:: Quoted passage

INTERDISCIPLINARY EDUCATION IS THE YARDSTICK OF SUCCESS
Marguerite Hrabak (née Jost) started at Fenn College of Engineering in 1947 and was one of two women enrolled in a class of 700. There was never a doubt she would study engineering.
The eldest daughter of parents who had emigrated from Germany, she attended Notre Dame Academy and excelled in science and math. Her father had a small tool and dye shop and needed help. Since there were no boys in the family, she became his “only son” by default and began helping him in the shop when she was 13 years old. She learned to read blueprints and run milling machines, lathes and drill presses.
Because her parents were of the Depression era, they insisted she have a back-up plan to ensure her success. Plan A was to study to be an engineer. Plan B was become a teacher, the usual career for women at the time.
Hrabak rode the streetcar to school from East Cleveland for 10 cents, and attended classes in Fenn Tower and the YMCA. After class, she participated in the cooperative education program, calculating figures for NASA and counting money for Halle Brothers Department Store to help pay her tuition. With all of her practical experience, she flourished in the challenging academic environment at Fenn.
“It was a great time … especially coming from an all-girls school. The guys were older and treated us like little sisters. I was good in math, so I always had someone who was interested in my help. We sat alphabetically because that’s how the instructors could keep tabs on the GIs who had to have an attendance record to earn their stipend. Fortunately, I always sat next to this guy named Frank Hrabak. Over time, we learned to get along, even though at first, he was quite sarcastic about this girl in his classes,” she recalls.
Frank and Marguerite eventually married. She left Fenn College in 1949 and went to work in her father’s shop in order to save money for a house. Frank graduated in 1951, went to work at Brush Electronics as a teacher, and later took a job at Reliance Electric as a teacher in charge of trainees, where he stayed until his retirement. The husband-and-wife engineering team designed and built their first home in Euclid and subsequently had five children.
Although her father wanted her to take over his business, the couple decided instead to have an auxiliary business at home. They received referrals through Reliance, and Hrabak worked on small contract projects while the kids were taking a nap. Over time, her contract work evolved into a much larger engineering business which included making custom electronic controls and test equipment for Procter and Gamble and Alcoa.
When her last child went to kindergarten, she realized that she needed to go back to school and finish her degree if the couple was going to earn enough to put five children through college. She returned to Cleveland State 25 years after leaving and graduated with a degree in engineering science in 1974.
Soon after graduation, Hrabak was attending a reception at Cleveland State and a reporter from the Cleveland Press was interested in her story. The paper ran a full-page spread about her determination to finish her engineering degree despite a 25-year lapse. Soon after the article appeared, she received a call from Lincoln Electric, offering her a position. She started in methods engineering and was promoted to purchasing a year later. She worked for Lincoln Electric for 10 years until her husband contracted Parkinson’s disease. They spent their remaining time together concentrating on their home business.
“For many years, I felt like I had to apologize for my degree in engineering science because no one really knew what it was,” she says.
“Engineering is like a yardstick. If you have a specialty, you study an inch wide and a yard deep. However, engineering science is a yard wide and an inch deep because we interface with government, with business, with banking, with everything. It is a very valuable skill … more so now than ever before.”
Today, Hrabak lives on the 117-acre farm in Chardon that she and her late husband refurbished over the past 35 years. She works part time for the township in a variety of roles, including as zoning secretary and grant administrator. She also sits on the county planning commission.

::::
:: Extracted information

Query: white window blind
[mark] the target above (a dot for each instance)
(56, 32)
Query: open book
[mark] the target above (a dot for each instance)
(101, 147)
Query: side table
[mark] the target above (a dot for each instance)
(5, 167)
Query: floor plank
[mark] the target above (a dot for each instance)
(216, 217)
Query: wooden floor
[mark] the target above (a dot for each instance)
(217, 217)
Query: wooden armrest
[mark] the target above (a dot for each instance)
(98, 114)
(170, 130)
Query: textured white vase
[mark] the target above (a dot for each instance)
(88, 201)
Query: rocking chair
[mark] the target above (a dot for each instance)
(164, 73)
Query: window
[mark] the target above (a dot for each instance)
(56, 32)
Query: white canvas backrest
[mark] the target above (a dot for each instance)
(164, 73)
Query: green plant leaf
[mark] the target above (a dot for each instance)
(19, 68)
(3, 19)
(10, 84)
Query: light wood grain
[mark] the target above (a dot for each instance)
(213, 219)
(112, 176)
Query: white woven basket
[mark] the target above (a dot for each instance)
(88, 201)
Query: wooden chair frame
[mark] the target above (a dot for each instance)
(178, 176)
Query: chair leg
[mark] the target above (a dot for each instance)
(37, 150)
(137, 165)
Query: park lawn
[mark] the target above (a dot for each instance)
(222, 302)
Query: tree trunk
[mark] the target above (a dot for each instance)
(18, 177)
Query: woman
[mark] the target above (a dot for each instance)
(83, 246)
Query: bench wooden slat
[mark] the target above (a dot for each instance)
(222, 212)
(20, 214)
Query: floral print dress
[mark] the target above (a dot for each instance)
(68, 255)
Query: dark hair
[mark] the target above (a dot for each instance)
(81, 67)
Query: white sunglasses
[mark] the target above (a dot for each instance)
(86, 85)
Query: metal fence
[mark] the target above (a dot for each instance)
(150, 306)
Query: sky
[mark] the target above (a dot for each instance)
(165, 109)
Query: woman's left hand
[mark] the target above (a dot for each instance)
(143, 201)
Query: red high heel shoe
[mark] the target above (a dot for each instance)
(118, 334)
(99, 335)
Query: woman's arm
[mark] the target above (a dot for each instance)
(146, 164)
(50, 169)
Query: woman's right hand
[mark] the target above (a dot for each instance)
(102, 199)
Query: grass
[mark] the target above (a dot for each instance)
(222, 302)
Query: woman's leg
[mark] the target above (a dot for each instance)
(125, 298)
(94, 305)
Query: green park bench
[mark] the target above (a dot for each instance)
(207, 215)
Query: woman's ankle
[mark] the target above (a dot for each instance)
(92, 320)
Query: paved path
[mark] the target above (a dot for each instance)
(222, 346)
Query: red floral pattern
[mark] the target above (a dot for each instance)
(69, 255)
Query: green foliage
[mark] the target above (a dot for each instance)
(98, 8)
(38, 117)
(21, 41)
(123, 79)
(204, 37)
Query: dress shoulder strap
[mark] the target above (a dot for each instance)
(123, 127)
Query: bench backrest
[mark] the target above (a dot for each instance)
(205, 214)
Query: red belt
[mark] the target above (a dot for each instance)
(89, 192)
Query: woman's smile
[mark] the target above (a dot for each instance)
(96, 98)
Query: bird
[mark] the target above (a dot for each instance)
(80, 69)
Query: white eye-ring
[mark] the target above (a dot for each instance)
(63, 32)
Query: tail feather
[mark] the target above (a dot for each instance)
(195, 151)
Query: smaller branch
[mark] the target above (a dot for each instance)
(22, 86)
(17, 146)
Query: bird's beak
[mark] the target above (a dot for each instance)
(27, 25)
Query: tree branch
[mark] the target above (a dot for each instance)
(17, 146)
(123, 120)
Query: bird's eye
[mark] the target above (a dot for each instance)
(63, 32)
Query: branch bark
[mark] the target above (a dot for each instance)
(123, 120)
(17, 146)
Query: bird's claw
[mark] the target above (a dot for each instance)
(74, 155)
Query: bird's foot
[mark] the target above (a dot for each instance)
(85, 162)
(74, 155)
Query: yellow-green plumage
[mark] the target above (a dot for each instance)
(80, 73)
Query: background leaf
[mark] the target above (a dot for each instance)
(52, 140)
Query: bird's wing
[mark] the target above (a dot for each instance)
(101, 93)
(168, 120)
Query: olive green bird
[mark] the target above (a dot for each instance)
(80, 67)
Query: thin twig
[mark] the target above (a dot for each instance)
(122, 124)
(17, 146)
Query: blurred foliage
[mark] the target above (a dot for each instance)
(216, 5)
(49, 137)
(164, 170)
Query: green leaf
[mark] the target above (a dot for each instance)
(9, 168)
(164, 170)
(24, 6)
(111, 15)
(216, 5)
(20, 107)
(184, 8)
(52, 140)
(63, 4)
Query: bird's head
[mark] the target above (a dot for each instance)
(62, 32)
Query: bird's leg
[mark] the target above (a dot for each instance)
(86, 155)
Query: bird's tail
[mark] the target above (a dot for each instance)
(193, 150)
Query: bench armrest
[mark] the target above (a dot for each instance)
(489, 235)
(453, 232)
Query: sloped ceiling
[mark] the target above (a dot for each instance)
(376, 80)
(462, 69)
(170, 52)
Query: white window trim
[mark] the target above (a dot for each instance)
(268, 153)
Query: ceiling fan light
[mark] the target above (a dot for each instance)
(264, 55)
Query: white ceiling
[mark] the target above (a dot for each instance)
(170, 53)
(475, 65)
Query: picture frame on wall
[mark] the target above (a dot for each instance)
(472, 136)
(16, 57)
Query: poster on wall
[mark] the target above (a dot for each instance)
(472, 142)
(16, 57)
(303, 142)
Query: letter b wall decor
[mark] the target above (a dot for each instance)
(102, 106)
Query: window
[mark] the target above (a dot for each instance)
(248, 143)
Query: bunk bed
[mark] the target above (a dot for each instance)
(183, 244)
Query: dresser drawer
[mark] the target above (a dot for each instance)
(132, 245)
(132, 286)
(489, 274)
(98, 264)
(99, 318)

::::

§ Work required: Can you reproduce the Marguerite Hrabak profile word for word from "Although her father" to "Gamble and Alcoa."? You won't need the lines above.

§ Response area:
Although her father wanted her to take over his business, the couple decided instead to have an auxiliary business at home. They received referrals through Reliance, and Hrabak worked on small contract projects while the kids were taking a nap. Over time, her contract work evolved into a much larger engineering business which included making custom electronic controls and test equipment for Procter and Gamble and Alcoa.